## WHAT IS BEING ASKED
Nothing but the images should be left out when the entries are restated word for word.

Segment Start: DATASET CONTENT

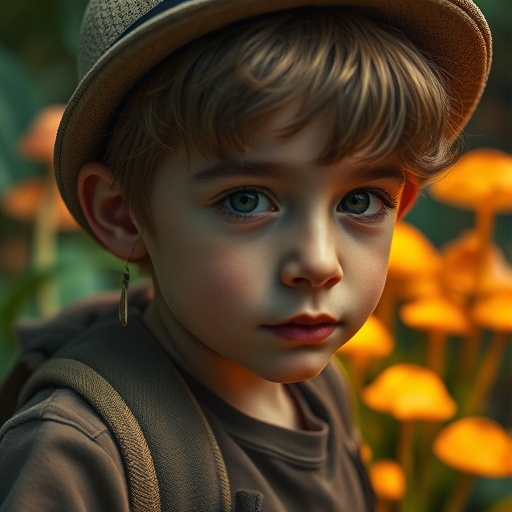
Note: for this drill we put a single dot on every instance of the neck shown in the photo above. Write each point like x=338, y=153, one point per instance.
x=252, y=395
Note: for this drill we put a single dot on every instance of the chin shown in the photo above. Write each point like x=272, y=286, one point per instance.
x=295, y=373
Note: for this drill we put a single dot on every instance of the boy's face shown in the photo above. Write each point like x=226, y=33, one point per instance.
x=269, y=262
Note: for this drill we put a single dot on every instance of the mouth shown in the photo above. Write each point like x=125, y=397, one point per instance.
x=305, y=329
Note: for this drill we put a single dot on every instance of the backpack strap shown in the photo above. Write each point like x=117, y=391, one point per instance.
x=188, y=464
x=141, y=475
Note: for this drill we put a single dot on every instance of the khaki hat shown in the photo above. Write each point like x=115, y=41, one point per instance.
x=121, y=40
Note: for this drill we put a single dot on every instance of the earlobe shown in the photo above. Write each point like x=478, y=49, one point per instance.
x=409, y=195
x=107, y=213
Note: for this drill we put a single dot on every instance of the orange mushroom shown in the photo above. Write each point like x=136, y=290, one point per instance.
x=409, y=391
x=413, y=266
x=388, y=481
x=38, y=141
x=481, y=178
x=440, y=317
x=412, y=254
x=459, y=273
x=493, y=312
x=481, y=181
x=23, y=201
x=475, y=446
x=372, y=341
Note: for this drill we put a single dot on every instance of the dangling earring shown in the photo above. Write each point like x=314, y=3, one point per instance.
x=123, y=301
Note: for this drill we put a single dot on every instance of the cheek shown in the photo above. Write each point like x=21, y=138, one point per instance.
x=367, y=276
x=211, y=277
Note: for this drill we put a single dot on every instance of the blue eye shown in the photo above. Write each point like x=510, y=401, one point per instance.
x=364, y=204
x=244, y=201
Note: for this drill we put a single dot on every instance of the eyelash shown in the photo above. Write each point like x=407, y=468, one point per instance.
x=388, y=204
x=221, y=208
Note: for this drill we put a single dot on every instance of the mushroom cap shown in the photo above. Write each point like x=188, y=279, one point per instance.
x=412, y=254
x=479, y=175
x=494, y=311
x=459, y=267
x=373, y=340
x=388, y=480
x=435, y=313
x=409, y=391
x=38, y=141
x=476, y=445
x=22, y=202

Segment End: DATASET CONTENT

## YOUR RESPONSE
Note: for this drill we put a single dot on every instance of the neck shown in the photo above. Write each point like x=338, y=153, one point per instance.
x=252, y=395
Note: for this drill we put a single dot on every instance of the chin shown in the photo above. Write each point like x=272, y=286, one point per instance.
x=295, y=373
Note: for this drill we put a single dot on every instance of the boy's face shown in the photo above. Write each point like x=226, y=33, one point per instance.
x=269, y=262
Note: for this drill we put a single dot on every instance of the mouth shown in the photo above. Write each point like x=125, y=397, one point per instance.
x=305, y=329
Note: for this drill we put a single dot on every instance of the backpack strap shown in the photo above. Write each point like x=117, y=391, one point per instance.
x=188, y=464
x=141, y=475
Note: for this drill we put a single dot on every instance of the khaki hat shown in the photo above. Write each point like x=115, y=41, one point per instance.
x=121, y=40
Note: for this drill we put a single dot on every instance of the earlobe shown in the photo above. Write each point like x=478, y=49, one point per instance.
x=409, y=195
x=107, y=213
Note: for this drill we put a single dot on every instance of the orange mushroom shown in the photo above. Write each point like x=136, y=290, one point per instance.
x=409, y=391
x=413, y=266
x=388, y=481
x=38, y=141
x=481, y=178
x=440, y=317
x=412, y=254
x=459, y=273
x=493, y=312
x=481, y=181
x=23, y=201
x=475, y=446
x=372, y=341
Note: for this drill we put a single dot on every instance of the dangling earring shown in the photo above. Write each point like x=314, y=3, one point per instance.
x=123, y=301
Note: for this drill we put a single dot on every instance of the cheek shown in the photo above. Write each point like x=21, y=138, one point per instance.
x=367, y=276
x=211, y=277
Note: for this drill we put a single dot on every instance of the blue eye shown in the photo above. Write each point like x=510, y=401, one point per instance.
x=364, y=204
x=244, y=201
Note: for this drill we put a single dot on every instance of the eyelash shown in the photo above. Write each point like x=407, y=468, one point per instance.
x=388, y=204
x=221, y=208
Note: for this drill we put a single dot on every instance of the mushroom cap shown in the photo above. Write each point like x=188, y=279, one point per instance.
x=412, y=254
x=479, y=175
x=494, y=311
x=459, y=267
x=373, y=340
x=388, y=480
x=435, y=313
x=409, y=391
x=38, y=141
x=476, y=445
x=22, y=202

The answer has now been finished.